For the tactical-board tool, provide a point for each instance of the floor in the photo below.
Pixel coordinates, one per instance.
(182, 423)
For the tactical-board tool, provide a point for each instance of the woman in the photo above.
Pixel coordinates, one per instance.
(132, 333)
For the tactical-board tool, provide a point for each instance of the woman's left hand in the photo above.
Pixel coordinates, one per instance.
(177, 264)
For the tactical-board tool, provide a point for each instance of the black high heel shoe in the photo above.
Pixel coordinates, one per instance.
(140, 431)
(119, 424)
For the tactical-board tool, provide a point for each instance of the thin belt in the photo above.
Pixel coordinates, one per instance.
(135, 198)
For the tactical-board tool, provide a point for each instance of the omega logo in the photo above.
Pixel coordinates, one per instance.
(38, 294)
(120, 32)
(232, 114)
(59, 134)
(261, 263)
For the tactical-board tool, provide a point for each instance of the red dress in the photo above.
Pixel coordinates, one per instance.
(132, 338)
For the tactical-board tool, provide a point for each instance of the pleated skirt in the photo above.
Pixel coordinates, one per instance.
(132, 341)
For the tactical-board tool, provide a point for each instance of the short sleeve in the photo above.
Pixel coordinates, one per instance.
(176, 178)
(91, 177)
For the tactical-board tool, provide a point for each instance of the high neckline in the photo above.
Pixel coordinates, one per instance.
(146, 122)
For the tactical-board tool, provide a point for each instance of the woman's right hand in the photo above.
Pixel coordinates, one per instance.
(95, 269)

* **About this exercise**:
The lines above are to be retyped exactly, with none omitted.

* **Solution for this problem**:
For the tactical-board tool, provide a point for each instance of the floor in the photo below.
Pixel coordinates, one per instance.
(182, 423)
For the tactical-board tool, provide a point for each instance of the woman in the photo above.
Pixel coordinates, one per instance.
(132, 333)
For the tactical-board tool, provide a point for each instance of the woman's left hand in the photo above.
Pixel coordinates, one per instance.
(177, 264)
For the tactical-board tool, provide a point for each instance of the black high heel shoe in the photo above.
Pixel coordinates, one per instance.
(140, 431)
(119, 424)
For the tactical-board tool, provide a point for each instance of the thin belt in the photo above.
Pixel coordinates, one per instance.
(135, 198)
For the tactical-board tool, provide a point for each instance of the omega logo in the photo above.
Pixel coordinates, one per instance.
(38, 294)
(120, 32)
(232, 114)
(59, 134)
(261, 263)
For the tactical-board tool, provide a point for each instance of the red dress in the photo above.
Pixel coordinates, one per instance.
(132, 338)
For the tactical-board tool, provide a point for each instance of the pleated skirt in the photo above.
Pixel coordinates, one per instance.
(132, 341)
For the tactical-board tool, provide a point for each instance of the short sleeve in the photo above.
Pixel coordinates, one per instance.
(176, 178)
(91, 177)
For the tactical-board tool, provide a point for each instance of the high neckline in the photo above.
Pixel coordinates, one per instance.
(146, 122)
For the tactical-board tool, provide a point for each instance of the woman's right hand in the photo above.
Pixel coordinates, one per instance.
(95, 269)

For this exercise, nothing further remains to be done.